══ GIVEN RECORDS

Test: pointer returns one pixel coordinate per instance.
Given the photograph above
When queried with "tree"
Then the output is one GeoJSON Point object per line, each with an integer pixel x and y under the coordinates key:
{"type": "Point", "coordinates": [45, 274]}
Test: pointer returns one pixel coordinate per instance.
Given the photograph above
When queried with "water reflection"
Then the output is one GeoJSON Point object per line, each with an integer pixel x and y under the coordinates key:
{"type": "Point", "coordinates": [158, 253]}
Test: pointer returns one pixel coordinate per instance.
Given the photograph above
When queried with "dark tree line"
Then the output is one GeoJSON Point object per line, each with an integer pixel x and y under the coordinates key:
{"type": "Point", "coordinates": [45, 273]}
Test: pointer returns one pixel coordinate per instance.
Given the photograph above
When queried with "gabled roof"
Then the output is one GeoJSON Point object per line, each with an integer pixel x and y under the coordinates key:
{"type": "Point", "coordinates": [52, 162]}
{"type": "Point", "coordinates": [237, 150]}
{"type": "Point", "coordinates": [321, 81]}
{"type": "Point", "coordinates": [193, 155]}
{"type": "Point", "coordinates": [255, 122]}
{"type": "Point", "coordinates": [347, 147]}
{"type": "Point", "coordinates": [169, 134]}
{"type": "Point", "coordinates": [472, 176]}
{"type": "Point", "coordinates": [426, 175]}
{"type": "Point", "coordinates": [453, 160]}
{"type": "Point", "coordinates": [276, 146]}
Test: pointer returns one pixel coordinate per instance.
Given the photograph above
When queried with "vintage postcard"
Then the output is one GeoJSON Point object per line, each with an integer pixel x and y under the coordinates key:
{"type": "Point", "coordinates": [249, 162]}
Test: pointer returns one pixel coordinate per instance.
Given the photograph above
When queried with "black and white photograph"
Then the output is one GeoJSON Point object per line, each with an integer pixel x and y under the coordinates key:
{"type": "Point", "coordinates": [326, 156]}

════

▶ **THE REQUEST**:
List every line of the listing above that contains the word "When", matching its case exactly.

▶ **OUTPUT**:
When queried with "tree"
When queried with "water reflection"
When queried with "dark tree line"
When queried with "gabled roof"
When queried with "vintage postcard"
When queried with "black and white photograph"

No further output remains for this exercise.